## Passage given

Optimize Databricks Clusters Based on Cost and Performance

A case study on how optimizing Databricks clusters can help reduce costs and accelerate runtimes

Databricks is increasingly one of the most popular platforms to run Apache Spark, as it provides a relatively friendly interface that allows data scientists to focus on the development of the analytical workloads—and efficiently build extract load transform (ELT) type operations. The multiple options it provides, by virtue of being built on top of Apache Spark, like supported languages (Java, Python, Scala, R, and SQL) and rich libraries (MLlib, graphX, sparknlp ) makes it a very attractive choice for a data compute platform.

That said, without careful consideration when creating clusters to run big data workloads, costs and runtime can easily expand beyond initial assumptions. And despite its importance, adjusting proper compute parameters is both time intensive and not immediately clear to new users.

Configuring compute infrastructure for Databricks to hit cost/performance goals can be daunting. We have been approached by many mid-sized B2B data service providers who have had the desire to improve their Databricks usage. Since their customer’s product is data, their Databricks bill and engineering time directly impacts their profit margin.

After careful investigation, we have been able to provide guidance on several workloads. Read below to see our explanation into Databricks parameters, and our case study showing how we reduced Databricks cost by increasing cluster efficiency and runtime.

First off, what are clusters in Databricks?

Databricks defines clusters as ”a set of computation resources and configurations on which you run data engineering, data science, and data analytics workloads.” In plain English this means a Databricks cluster is a combination of hardware and virtual instructions that can execute your Databricks code, referred to as your “workload”, within your Databricks workspace. They are the backbone of you get things done.

A cluster to run Databricks jobs is composed of a single driver node and possibly multiple worker nodes. Nodes themselves have hardware sucb as a CPU, memory, DISKs and cashe, used to host Spark and manage clusters. Databricks clusters can come in many forms such as notebooks (which are a set of commands) automated jobs, delta-live tables, and SQL queries. These cluster types often come in different pricing tiers.

Collected data entries:
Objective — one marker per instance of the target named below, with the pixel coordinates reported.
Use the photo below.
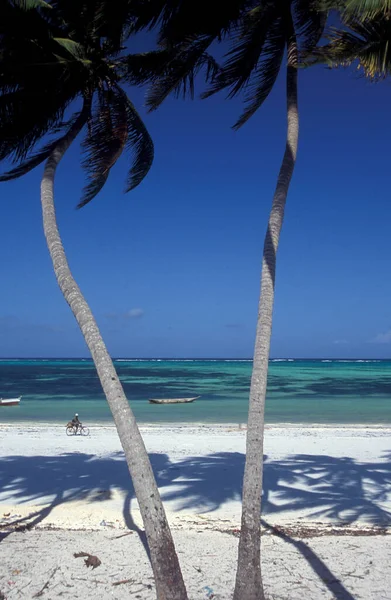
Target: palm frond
(74, 49)
(180, 72)
(104, 142)
(266, 72)
(367, 43)
(39, 157)
(247, 47)
(139, 143)
(26, 116)
(31, 4)
(309, 22)
(140, 68)
(367, 8)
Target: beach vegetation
(62, 68)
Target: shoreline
(197, 425)
(318, 475)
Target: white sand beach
(326, 489)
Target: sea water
(299, 391)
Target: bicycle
(72, 430)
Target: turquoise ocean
(299, 391)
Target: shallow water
(299, 391)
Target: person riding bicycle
(75, 421)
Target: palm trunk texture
(248, 585)
(168, 577)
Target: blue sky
(172, 269)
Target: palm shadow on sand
(339, 489)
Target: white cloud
(382, 338)
(134, 313)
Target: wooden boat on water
(172, 400)
(10, 401)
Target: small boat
(172, 400)
(10, 401)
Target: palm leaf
(39, 157)
(248, 45)
(266, 72)
(139, 143)
(309, 24)
(104, 143)
(366, 42)
(180, 72)
(75, 49)
(31, 4)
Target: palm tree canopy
(52, 53)
(258, 33)
(362, 41)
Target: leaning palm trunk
(165, 565)
(248, 584)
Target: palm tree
(50, 56)
(261, 34)
(364, 40)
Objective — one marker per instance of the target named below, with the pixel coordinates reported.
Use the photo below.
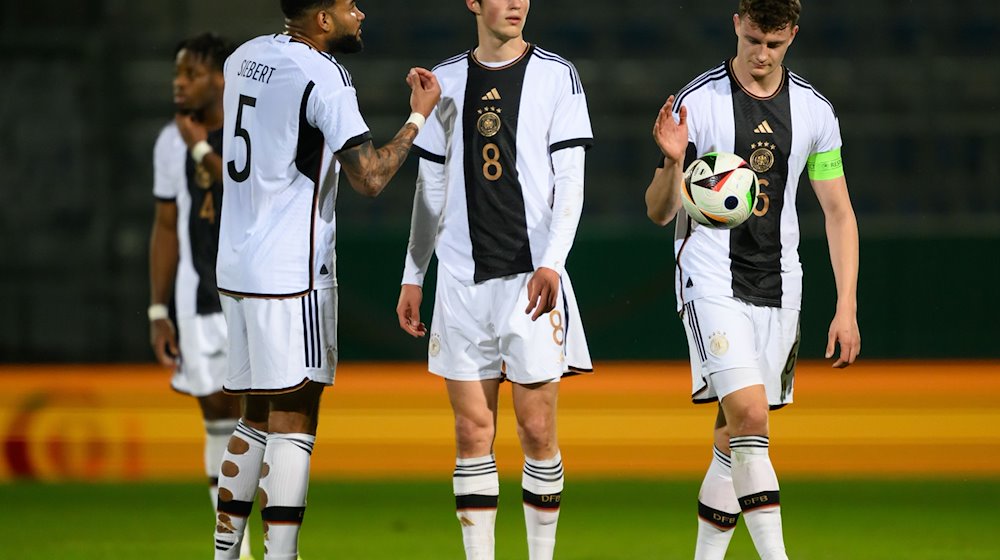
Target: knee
(474, 434)
(537, 434)
(750, 419)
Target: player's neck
(495, 49)
(763, 86)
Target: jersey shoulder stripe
(713, 75)
(801, 82)
(574, 76)
(448, 61)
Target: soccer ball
(720, 190)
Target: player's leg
(718, 508)
(542, 476)
(475, 480)
(221, 413)
(754, 479)
(239, 476)
(284, 478)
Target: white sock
(757, 488)
(477, 489)
(284, 482)
(217, 434)
(542, 486)
(238, 478)
(718, 509)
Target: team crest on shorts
(762, 157)
(489, 121)
(718, 344)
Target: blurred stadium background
(85, 88)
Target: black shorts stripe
(692, 318)
(586, 143)
(476, 501)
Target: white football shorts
(734, 344)
(277, 345)
(204, 362)
(482, 332)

## To do
Continue the write-up on optimizing Databricks clusters for cost and performance, starting right after its final sentence.

## Output
Specific instance types must be selected for each driver or group of workers, of which there are hundreds of possible options. Selecting which cluster type to use, the pricing, cluster policies, autoscaling, and even which Databricks runtime can be a daunting task when running standard ETL pipelines.

In order to run any of those workloads, a user must first create clusters from their cloud provider, such as AWS, Microsoft Azure Databricks, or Google Cloud. Which type of cluster you create depends on everything from your data lake and Databricks runtime version to your individual workflow.

Below we go through cluster types and cluster modes and how to understand and select the type appropriate for your needs.

The Importance of Cluster Modes and Clusters Types In Databricks

When referencing clusters in Databricks, you’ll hear reference to both cluster type and cluster mode. It’s important to understand the difference to get high performance in your jobs.

There are two many cluster types: interactive (or all-purpose cluster) and job cluster.

Interactive clusters allow you to analyze data collaboratively with interactive notebooks, and can be created using the Databricks UI via notebooks.
Job clusters on the other hand are designed to fun fast automated workloads, such as ones using an API. Job clusters are created whenever you create a new job via CLI or Rest API. For this reason, interactive clusters can be stopped and restarted while job clusters must terminate once the job ends and cannot be restarted.

Cluster modes on the other hand refer more to the shared usage and permissions of a cluster.

Standard clusters (now called “No Isolation Shared Access Mode”) are the defaults and can be used with Python, R, Scala and SQL. They can be shared by multiple users with no isolation between the users.
High concurrency clusters (now called “Shared Access Mode”) are cloud-managed resources, meaning they share virtual machines across the network to provide maximum resource utilization for each notebook. This is used both for minimum query latency, as well as for users to utilize table access control, which is not supported in standard clusters. Workloads supported in these modes of clusters are in Python, SQL and R.
Lastly, single node clusters have only one node for the driver. As the name implies, this is for a single user and in this mode, the spark job runs on the driver note itself—as there is no worker node available in this job

Standard clusters and single nodes terminate after 120 minutes by default, whereas high concurrency clusters do not. It’s important to note the mode during the cluster creation process as it cannot be changed and you must create a new cluster to update the mode.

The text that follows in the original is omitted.